### Set of tasks
a – Summarize the text on optics course modules in two sentences.
b – Change the text on optics course modules by giving everything from "Optical Elements Mounting" down to "using various methods." again, with "students" replaced by "learners".
c – Write what comes next in the text on optics course modules, picking up after its final sentence.

Optical system design module includes both basics of optical system design and more specified parts intended for those who would like to specialize in that area. Therefore, the basics of optical system design are often included into introductory courses: students have to know not only the first-order properties of different optical elements but they also have to know aberration properties and have the basic ideas about why optical systems for given optical devices, units and instruments have some special structure and features.

Optical Elements Mounting is a very useful module, it helps to understand rules and principles of optical mounting and mechanical design. Usually when becoming familiar with this area students have the possibility to deal with the elements of real (physical) parts of optical instruments and / or have to design their own simple mechanical design. This course also helps an optical designer to understand correlation between the optical details and the tolerancing, and mechanical design.

Opto-mechanical Design module includes both brief overview of element mounting and optical systems mounting using various methods.

Optical Image Modeling module deals mostly with mathematical description of optical phenomena and elements modeling, it also helps to understand deeply how the optical design software works and provides the basic knowledge for those who would like to develop optical software for various purposes.

Image Processing module deals with principles of image registration, coding, filtering and other transformation.

On the figure 1 only several possible courses with the included modules are shown, but this module structure can help compose new courses and programs, which can be easily adopted to the students. Moreover, this module structure may be a basis for graduate educational program development.

[Point annotation listing]
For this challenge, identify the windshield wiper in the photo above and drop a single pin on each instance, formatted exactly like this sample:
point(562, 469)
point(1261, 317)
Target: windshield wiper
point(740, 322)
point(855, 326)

### Answers below
a – The text describes several modules for teaching optics: optical system design, which covers first-order and aberration properties of optical elements; optical elements mounting and opto-mechanical design, which address the principles of optical mounting and mechanical design; optical image modeling, which deals with the mathematical description of optical phenomena and explains how optical design software works; and image processing, which covers image registration, coding, filtering and other transformations. This module structure can help compose new courses and programs and may serve as a basis for developing graduate educational programs.

b –
Optical Elements Mounting is a very useful module, it helps to understand rules and principles of optical mounting and mechanical design. Usually when becoming familiar with this area learners have the possibility to deal with the elements of real (physical) parts of optical instruments and / or have to design their own simple mechanical design. This course also helps an optical designer to understand correlation between the optical details and the tolerancing, and mechanical design.

Opto-mechanical Design module includes both brief overview of element mounting and optical systems mounting using various methods.

c –
Depending of the desired time to spend in St. Petersburg a SEP can include only 1 week of on-site training, the rest time are on-line studying and time for the certain project. This variant includes very intensive on-site training with nearly all necessary material for working on project. During the on-site training students are also offered some topics for projects they have to prepare. The assigned supervisor gives the initial task and describes steps to prepare the project. A supervisor also answers the questions via e-mail or Skype and gives the recommendation regarding the final report. Usually the report contains the initial data, description of stages for implementation of the project and comments on the results and conclusion. This form of SEPs suits well for PhD students and also for advanced students (master students), because it requires high-level of motivation and much self-work.

For most cases SEPs includes 2 weeks for on-line training. The on-line part includes 2 modules for two weeks, theoretical (informational) case can be used as many times as needed, the evaluation (assessment) part includes tests with both theoretical questions and practical tasks and only 3 trials to pass it. After the successful passing this part students come to on-site training. During two on-site weeks they have both lectures with theoretical material and practical classes, usually on computers with special software for optical system modeling, mechanical design, etc. Also during these weeks they have some time to prepare the projects. On the last day of the on-site training they have to present they project. During the presentation they answer the questions of the teacher, lecturer and other students and get recommendations and comments. Figure 2 shows students during the classes; figure 3 presents fragments of students’ projects.

Figure 2.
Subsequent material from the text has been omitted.